Free-text object descriptions

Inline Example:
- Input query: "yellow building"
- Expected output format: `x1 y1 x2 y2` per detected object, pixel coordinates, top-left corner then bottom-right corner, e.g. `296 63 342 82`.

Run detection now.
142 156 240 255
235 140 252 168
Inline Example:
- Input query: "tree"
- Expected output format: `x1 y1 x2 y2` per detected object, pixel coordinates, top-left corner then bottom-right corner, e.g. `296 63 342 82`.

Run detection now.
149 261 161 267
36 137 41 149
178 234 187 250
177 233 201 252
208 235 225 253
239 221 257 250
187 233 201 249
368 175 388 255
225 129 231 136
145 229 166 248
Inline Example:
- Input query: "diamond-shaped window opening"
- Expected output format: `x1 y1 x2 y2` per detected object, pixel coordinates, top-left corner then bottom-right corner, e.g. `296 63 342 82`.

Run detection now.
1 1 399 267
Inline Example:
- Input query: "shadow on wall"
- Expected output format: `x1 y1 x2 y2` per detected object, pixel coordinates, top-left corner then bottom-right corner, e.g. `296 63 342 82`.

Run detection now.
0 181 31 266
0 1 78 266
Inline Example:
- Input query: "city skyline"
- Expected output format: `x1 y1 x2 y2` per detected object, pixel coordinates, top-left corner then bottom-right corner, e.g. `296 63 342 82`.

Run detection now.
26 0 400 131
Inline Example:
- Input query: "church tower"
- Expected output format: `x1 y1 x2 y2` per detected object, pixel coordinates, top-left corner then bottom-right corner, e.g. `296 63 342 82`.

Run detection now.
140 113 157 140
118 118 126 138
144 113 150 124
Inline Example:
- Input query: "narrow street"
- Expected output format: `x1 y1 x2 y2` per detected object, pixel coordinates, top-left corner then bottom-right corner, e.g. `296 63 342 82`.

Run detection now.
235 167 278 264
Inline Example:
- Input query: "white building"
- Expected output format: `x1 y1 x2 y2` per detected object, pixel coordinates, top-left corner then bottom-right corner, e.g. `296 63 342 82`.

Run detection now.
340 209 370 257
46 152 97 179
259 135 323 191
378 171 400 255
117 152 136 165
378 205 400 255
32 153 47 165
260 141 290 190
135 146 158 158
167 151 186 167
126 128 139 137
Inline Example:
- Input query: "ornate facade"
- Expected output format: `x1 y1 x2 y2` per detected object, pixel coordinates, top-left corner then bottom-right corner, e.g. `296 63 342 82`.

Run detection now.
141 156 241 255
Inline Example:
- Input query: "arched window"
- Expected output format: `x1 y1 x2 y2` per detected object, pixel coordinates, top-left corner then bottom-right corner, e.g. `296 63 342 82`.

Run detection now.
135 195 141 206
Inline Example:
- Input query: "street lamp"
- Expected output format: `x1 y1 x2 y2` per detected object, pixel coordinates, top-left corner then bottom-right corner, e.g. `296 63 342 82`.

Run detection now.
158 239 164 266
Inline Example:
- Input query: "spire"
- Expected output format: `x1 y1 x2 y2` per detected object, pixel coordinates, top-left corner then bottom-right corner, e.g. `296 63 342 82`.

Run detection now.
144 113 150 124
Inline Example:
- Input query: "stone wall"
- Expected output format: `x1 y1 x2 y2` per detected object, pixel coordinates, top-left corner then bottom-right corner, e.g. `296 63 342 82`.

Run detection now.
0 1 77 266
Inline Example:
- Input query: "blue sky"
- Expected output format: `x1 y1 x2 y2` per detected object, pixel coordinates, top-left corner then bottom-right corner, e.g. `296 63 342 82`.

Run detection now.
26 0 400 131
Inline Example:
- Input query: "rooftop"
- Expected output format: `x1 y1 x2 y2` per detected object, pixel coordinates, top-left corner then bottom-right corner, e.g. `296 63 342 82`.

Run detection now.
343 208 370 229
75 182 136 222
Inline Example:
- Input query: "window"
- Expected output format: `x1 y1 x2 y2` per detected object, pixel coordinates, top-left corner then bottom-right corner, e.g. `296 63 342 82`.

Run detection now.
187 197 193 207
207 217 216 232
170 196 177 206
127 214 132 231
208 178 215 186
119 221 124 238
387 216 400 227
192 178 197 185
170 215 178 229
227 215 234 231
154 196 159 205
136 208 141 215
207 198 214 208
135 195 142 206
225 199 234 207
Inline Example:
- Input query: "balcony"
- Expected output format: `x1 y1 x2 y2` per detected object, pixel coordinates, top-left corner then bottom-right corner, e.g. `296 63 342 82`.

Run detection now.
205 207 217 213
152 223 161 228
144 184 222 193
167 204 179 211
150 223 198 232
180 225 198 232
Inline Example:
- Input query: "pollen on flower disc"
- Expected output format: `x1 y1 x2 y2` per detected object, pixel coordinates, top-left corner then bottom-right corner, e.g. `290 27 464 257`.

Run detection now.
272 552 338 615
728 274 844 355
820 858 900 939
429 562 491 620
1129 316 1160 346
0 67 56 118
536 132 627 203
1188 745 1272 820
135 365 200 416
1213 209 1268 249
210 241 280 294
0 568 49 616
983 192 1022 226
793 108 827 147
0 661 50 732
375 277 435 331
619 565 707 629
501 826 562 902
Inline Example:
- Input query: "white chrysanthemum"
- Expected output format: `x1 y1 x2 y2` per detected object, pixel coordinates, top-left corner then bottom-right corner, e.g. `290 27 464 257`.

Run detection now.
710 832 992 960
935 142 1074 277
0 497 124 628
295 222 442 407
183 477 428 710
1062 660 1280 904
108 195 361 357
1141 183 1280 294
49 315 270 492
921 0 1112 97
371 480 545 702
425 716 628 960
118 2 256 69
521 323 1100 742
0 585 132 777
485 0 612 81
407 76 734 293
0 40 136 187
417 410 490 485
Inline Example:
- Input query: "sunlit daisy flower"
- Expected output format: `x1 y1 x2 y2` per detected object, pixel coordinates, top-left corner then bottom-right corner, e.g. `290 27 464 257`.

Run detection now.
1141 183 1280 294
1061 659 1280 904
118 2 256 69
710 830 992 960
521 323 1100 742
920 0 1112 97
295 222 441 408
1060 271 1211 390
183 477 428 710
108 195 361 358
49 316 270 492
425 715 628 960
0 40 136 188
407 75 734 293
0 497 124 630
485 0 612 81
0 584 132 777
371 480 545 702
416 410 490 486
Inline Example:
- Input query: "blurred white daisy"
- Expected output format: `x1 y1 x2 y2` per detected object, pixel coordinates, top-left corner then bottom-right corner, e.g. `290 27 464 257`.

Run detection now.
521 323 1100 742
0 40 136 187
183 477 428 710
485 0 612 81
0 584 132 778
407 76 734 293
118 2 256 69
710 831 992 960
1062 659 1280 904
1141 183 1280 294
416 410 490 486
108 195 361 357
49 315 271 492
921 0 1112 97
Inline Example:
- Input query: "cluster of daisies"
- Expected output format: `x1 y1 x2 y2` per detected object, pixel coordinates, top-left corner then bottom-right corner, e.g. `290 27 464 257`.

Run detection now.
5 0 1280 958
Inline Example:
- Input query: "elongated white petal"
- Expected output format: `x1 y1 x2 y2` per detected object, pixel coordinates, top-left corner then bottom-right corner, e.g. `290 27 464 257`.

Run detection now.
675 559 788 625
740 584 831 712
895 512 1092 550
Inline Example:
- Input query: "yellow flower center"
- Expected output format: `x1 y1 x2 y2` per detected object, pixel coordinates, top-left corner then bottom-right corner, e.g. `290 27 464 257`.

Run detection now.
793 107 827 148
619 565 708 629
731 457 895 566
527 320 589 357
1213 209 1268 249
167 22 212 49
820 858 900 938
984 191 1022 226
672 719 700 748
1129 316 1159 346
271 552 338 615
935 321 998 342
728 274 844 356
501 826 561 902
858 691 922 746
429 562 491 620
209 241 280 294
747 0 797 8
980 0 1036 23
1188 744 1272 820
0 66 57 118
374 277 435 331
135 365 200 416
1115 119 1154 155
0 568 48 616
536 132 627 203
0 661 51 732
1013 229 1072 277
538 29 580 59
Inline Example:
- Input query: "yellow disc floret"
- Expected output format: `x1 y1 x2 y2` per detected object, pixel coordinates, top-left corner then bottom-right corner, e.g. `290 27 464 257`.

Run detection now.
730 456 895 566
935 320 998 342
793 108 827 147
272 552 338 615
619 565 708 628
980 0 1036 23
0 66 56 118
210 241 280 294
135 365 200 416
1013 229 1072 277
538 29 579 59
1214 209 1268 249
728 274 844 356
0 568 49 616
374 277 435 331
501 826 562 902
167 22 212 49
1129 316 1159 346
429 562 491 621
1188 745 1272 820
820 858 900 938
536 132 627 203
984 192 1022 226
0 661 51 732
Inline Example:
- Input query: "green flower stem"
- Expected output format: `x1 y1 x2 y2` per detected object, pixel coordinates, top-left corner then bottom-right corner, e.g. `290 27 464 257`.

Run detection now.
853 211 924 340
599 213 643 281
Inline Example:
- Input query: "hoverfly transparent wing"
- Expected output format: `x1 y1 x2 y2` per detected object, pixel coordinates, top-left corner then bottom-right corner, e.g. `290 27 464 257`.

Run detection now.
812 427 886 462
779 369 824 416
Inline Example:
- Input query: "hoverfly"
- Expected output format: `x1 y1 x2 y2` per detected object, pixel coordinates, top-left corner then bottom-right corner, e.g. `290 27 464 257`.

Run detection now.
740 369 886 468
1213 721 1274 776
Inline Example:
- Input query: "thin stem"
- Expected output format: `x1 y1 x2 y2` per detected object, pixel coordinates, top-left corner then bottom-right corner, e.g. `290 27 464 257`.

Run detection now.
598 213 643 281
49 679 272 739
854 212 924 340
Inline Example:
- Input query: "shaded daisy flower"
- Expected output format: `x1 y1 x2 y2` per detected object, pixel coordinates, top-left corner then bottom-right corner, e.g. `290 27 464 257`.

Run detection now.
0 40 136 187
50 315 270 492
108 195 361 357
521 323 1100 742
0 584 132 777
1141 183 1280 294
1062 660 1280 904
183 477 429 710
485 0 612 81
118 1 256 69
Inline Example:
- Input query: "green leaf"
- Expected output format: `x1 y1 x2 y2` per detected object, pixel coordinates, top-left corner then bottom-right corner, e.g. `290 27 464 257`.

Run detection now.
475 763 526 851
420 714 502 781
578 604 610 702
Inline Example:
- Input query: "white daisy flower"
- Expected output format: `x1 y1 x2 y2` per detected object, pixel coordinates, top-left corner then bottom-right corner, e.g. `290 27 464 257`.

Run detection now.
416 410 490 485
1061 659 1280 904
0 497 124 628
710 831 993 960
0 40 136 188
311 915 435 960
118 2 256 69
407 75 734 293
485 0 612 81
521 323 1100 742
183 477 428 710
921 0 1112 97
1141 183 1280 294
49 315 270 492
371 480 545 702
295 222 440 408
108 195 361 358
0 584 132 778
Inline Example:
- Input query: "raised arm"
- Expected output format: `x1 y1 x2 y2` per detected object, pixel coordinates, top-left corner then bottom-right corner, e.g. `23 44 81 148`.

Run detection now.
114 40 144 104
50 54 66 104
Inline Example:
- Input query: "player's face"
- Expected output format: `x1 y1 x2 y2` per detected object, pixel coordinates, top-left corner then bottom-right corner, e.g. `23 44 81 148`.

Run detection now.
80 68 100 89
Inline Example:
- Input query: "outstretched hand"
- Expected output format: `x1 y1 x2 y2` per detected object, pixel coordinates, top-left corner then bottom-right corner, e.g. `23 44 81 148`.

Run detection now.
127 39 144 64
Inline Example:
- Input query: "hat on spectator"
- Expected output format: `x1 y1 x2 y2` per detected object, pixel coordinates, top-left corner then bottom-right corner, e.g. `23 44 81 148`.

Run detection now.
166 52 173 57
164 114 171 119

**Instructions to follow:** Lines holding "white": copy each one from the records above.

**Task response:**
- Input query: "white building"
- Input query: "white chrysanthemum"
- Input query: "blurred white daisy"
- Input query: "elongated white petal"
- Input query: "white daisy flower"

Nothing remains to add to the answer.